§ **TEXTE PRÉSENTÉ**:

+ + +

Pour connaître un nom, il faut connaître bien sûr ce qu'il
désigne, mais pourquoi nommer celui-ci et non celui-là,
ceci et non cela? Pourquoi nommer le lieu et non la famille?
Pourquoi taire le prénom et non le patronyme?
Feuilleter
l'index, c'est donc lire les éléments fondamentaux de
l'onomastique de Ferron et comprendre comment des êtres et
des choses spontanément nommés deviennent de moins en moins
nommés, puis non nommés et même innommables. L'inverse est
tout aussi vrai: d'innommables, certaines réalités
sortiront de l'anonymat, deviendront nommées, même
sur-nommées. Au fil des ans, les noms ne sont plus pareils
ni l'espace symbolique où se rencontrent le lieu, la
collectivité, la famille, l'individu. En remontant aux
sources de l'onomastique de Ferron, comme dans une
archéologie du nom propre, on a mis en valeur l'influence
respective de l'histoire et des structures sociales
canadiennes-françaises et québécoises sur les noms de
personne dispersés dans son oeuvre. A la fin de cette
fouille, une «étrange figure» est apparue, semblable à
celle que Foucault découvre aux limites de la pensée
classique et au seuil de «notre modernité», qui ne
s'appelle pas «l'homme» mais quelque chose d'aussi
étrange, suggérant que «le nom est un autre»: le moi
selon Ferron. Le signe crucifiant par excellence au travers
duquel il s'imaginait en relation avec la collectivité des
autres par l'entremise d'un truchement divin. Curieux
échafaudage religieux et syntaxique où Dieu est renvoyé
dans son royaume, hors du nôtre, pour y reprendre la forme
principielle du Verbe, point fixe et absolu garantissant
l'équilibre du fléau de la balance (de la justice) entre le
passé, le présent et l'avenir, ou la complicité du «JE et
ses adjoints»: «le TU, le IL, le NOUS, le VOUS, le ILS».

+ + +

§ **ENTRÉES RÉPERTORIÉES**:
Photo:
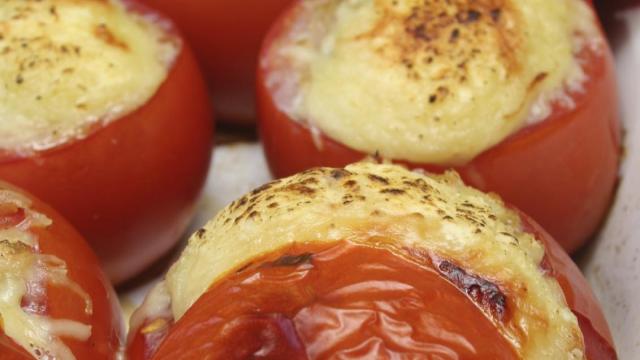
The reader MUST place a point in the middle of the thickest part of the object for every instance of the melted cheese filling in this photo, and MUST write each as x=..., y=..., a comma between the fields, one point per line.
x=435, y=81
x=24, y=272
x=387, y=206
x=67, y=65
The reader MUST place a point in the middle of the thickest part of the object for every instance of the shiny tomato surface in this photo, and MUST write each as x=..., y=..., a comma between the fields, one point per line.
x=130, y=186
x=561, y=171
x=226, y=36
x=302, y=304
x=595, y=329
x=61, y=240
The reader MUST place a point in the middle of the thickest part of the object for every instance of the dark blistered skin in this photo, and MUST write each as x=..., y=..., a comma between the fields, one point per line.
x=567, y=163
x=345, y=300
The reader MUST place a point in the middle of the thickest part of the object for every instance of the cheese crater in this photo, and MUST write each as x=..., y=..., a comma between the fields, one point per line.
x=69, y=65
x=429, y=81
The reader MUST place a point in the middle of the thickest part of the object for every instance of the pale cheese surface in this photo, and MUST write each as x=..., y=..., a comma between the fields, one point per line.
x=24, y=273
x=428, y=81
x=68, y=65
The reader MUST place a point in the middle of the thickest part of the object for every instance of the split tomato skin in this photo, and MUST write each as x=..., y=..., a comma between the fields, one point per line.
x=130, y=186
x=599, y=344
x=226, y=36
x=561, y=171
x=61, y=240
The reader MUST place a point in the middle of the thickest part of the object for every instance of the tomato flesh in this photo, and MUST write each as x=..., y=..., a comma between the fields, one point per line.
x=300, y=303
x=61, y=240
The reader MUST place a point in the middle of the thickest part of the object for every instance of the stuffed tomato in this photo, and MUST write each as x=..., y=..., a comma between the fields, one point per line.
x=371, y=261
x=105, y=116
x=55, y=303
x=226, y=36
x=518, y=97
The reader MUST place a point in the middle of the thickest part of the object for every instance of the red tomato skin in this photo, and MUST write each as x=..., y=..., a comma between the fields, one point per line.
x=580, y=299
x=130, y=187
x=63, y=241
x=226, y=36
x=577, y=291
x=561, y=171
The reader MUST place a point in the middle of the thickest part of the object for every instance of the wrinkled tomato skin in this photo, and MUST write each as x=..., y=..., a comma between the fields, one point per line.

+ + +

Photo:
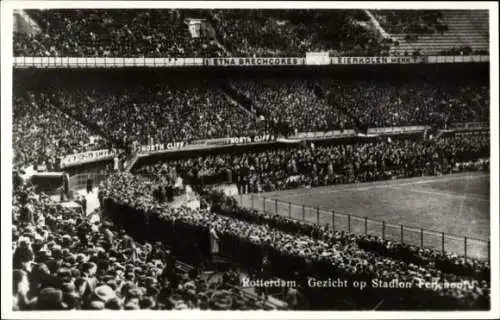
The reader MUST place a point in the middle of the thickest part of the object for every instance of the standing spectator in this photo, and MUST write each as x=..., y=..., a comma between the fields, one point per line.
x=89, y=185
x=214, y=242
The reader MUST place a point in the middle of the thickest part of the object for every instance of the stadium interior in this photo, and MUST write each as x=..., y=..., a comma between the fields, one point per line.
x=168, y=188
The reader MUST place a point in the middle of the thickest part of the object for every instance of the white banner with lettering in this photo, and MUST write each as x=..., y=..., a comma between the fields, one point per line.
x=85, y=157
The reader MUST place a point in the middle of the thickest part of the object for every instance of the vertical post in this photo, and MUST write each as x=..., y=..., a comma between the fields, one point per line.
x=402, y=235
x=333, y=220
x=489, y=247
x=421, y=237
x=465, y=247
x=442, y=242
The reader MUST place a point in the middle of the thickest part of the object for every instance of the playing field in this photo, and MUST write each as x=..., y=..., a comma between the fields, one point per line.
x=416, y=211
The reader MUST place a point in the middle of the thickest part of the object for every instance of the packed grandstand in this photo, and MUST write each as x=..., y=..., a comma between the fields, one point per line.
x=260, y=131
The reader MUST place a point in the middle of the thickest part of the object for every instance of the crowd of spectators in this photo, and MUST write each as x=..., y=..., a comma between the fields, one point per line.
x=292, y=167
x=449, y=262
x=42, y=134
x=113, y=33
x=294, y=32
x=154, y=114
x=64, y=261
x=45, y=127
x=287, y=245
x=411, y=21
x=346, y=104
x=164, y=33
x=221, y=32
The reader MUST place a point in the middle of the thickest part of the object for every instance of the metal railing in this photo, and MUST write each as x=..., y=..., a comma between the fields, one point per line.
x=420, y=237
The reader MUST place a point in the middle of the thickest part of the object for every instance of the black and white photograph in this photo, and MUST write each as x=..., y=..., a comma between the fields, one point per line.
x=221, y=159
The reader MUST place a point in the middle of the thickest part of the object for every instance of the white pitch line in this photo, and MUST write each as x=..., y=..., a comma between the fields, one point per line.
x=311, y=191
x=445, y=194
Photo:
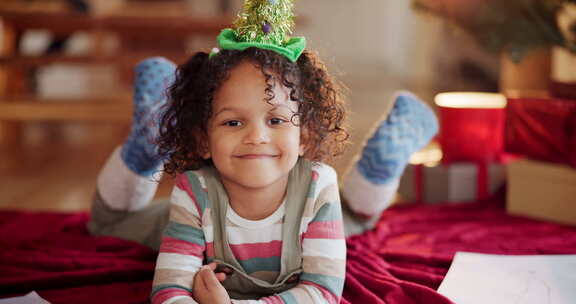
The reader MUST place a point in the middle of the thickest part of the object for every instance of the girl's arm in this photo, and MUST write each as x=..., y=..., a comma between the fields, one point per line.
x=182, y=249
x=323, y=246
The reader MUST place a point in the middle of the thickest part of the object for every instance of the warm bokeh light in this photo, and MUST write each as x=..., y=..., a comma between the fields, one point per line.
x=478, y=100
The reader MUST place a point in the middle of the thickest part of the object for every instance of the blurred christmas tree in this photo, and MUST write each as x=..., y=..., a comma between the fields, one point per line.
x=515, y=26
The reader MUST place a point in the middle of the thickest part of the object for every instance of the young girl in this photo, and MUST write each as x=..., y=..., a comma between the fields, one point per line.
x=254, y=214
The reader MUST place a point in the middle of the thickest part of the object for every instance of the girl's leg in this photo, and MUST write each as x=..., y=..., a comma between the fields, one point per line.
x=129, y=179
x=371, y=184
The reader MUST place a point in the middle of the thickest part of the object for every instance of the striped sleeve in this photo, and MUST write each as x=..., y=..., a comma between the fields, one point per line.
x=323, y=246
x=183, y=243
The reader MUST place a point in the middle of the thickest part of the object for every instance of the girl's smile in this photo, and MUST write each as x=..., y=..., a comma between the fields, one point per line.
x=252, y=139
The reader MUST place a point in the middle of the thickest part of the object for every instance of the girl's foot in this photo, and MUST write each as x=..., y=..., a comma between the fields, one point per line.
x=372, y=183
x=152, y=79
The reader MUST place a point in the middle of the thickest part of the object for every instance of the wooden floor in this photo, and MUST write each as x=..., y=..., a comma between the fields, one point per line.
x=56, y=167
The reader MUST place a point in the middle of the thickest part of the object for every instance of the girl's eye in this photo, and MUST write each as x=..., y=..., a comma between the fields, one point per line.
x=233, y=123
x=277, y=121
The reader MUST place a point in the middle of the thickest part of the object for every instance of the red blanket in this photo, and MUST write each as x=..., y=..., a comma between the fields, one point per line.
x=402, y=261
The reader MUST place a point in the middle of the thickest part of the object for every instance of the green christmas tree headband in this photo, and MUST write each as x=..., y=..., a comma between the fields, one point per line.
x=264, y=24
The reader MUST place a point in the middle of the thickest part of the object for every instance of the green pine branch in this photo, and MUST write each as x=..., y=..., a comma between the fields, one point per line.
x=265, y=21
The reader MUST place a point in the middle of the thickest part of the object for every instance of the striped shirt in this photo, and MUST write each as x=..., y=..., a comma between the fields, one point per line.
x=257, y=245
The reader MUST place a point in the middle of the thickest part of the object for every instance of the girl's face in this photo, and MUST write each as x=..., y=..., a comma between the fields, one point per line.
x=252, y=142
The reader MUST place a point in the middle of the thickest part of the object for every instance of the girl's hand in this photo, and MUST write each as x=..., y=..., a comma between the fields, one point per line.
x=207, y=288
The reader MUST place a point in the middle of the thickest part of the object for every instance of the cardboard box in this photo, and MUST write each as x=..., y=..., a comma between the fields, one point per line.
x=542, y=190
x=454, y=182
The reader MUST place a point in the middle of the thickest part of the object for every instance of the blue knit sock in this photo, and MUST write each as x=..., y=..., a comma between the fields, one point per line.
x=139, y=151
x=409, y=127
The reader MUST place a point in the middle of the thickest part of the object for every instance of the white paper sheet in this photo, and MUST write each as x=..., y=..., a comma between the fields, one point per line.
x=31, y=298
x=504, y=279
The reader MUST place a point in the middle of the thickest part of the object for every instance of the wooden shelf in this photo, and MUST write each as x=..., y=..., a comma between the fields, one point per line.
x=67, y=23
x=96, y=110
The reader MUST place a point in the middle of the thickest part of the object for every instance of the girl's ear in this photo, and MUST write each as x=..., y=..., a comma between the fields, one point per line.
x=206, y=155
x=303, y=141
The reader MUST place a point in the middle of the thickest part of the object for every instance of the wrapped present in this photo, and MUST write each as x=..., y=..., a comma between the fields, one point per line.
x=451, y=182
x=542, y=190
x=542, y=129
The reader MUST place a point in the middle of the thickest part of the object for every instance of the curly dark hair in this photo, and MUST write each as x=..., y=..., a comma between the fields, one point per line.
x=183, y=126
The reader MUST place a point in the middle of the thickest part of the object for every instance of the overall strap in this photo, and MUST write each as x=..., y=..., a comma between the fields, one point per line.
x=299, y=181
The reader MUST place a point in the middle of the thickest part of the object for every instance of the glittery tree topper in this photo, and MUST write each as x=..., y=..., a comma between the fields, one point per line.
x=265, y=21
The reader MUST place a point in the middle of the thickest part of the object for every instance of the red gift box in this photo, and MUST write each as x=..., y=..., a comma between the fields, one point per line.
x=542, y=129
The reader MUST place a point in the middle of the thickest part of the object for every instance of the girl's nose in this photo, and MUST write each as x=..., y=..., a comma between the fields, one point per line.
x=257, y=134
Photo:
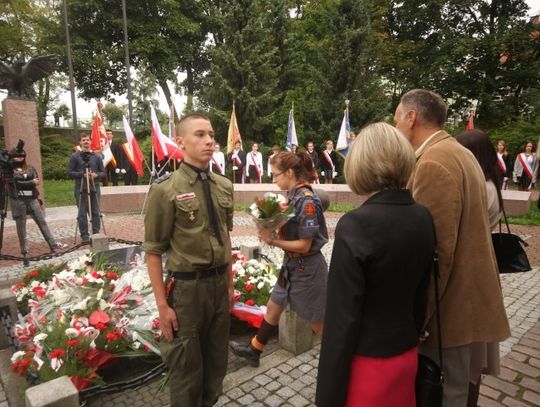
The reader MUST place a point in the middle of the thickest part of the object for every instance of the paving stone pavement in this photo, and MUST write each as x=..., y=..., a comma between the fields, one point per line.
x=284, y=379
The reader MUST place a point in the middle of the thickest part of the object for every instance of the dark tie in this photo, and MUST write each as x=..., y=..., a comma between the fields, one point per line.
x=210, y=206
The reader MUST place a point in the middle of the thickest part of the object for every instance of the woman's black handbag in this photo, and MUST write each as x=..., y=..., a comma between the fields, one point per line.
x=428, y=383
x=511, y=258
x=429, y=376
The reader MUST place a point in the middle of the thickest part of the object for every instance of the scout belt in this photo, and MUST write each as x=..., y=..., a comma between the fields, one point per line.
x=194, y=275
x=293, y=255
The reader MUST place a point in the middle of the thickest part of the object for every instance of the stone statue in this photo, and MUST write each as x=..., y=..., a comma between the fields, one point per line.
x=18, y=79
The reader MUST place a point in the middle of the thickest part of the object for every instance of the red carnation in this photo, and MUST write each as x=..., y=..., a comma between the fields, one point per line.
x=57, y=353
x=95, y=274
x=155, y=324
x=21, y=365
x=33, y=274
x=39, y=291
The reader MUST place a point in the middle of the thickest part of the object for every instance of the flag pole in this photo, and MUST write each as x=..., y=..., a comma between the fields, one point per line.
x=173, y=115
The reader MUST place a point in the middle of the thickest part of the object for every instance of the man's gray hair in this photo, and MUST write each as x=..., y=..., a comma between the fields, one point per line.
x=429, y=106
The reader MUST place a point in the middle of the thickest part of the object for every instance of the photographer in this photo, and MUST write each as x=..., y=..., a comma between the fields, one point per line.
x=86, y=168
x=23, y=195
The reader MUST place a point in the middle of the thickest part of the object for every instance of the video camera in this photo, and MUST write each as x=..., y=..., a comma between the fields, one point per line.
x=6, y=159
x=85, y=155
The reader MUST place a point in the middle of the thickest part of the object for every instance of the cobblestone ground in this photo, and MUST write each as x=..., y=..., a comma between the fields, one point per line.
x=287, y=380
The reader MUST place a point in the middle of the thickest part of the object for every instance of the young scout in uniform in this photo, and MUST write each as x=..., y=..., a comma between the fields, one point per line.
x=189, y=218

+ + +

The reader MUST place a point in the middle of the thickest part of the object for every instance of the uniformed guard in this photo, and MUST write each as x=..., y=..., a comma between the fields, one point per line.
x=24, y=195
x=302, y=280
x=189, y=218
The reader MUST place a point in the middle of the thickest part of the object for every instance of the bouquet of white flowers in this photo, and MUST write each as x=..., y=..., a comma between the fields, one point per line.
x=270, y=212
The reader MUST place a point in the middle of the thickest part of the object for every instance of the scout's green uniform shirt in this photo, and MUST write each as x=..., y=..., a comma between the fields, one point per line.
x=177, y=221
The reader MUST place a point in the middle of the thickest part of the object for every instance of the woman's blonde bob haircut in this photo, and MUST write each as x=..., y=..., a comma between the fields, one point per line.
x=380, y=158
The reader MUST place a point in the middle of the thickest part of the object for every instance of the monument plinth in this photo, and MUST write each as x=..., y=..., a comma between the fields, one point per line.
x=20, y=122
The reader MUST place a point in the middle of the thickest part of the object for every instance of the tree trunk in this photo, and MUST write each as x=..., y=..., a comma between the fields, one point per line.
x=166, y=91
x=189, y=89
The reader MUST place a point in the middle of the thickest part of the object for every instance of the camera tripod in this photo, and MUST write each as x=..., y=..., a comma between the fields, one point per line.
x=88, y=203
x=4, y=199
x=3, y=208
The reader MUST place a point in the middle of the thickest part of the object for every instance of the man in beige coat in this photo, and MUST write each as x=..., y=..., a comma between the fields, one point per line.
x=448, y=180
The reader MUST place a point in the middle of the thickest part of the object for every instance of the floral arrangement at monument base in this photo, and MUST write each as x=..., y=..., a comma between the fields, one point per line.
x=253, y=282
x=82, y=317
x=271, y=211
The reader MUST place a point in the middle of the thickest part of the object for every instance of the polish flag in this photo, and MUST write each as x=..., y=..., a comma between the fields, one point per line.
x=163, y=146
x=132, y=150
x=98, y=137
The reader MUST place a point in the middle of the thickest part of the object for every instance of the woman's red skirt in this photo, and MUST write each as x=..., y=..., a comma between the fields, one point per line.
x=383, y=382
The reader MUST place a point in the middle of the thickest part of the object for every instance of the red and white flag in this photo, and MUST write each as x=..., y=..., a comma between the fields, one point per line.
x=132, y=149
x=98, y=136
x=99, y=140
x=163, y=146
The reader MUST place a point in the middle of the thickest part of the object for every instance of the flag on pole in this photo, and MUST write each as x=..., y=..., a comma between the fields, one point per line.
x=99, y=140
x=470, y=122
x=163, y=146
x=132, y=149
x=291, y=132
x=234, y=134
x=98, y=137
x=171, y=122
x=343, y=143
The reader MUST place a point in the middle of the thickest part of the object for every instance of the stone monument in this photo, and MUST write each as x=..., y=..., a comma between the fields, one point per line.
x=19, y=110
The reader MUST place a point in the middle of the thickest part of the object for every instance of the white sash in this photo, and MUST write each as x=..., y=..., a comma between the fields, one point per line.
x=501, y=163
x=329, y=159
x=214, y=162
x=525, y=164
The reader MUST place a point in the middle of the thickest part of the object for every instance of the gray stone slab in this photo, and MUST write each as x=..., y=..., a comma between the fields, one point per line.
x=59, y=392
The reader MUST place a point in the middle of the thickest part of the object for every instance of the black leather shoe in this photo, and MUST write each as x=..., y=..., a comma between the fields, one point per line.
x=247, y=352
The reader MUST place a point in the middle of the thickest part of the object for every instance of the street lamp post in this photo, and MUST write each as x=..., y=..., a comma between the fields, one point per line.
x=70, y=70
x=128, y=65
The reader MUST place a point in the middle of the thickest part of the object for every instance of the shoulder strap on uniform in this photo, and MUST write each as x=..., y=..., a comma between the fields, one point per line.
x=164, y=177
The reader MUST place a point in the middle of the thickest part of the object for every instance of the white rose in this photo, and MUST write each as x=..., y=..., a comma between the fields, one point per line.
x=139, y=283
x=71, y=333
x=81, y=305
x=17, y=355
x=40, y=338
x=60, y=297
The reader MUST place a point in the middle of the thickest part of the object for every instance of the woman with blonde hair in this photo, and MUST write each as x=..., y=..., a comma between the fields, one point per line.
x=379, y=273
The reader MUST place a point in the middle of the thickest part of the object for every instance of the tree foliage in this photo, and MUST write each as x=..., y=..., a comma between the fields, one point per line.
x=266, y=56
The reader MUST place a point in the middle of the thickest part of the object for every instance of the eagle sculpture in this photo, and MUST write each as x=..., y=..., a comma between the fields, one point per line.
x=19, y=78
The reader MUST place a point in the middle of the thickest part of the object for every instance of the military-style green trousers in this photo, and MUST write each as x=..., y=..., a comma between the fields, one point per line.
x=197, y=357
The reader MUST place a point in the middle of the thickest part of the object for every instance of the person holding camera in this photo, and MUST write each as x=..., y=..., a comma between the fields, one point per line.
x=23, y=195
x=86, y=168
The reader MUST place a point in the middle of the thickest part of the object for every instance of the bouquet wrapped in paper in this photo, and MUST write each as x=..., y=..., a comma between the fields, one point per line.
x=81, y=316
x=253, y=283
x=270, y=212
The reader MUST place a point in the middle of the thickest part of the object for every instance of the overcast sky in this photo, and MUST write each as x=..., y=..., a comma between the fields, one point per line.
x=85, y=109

+ + +

§ **CONSIGNE ÉCRITE 1**:
D'après le texte sur l'onomastique de Ferron, quelle est l'«étrange figure» apparue à la fin de la fouille?
§ **CONSIGNE ÉCRITE 2**:
Relevez textuellement, dans le texte sur l'onomastique de Ferron, le passage qui va de «Pour connaître un» jusqu'à «non la famille?».
Les enregistrements ne sont d'aucune utilité pour ce travail.

§ **RÉPONSE ATTENDUE 1**:
Le moi selon Ferron.

§ **RÉPONSE ATTENDUE 2**:
Pour connaître un nom, il faut connaître bien sûr ce qu'il
désigne, mais pourquoi nommer celui-ci et non celui-là,
ceci et non cela? Pourquoi nommer le lieu et non la famille?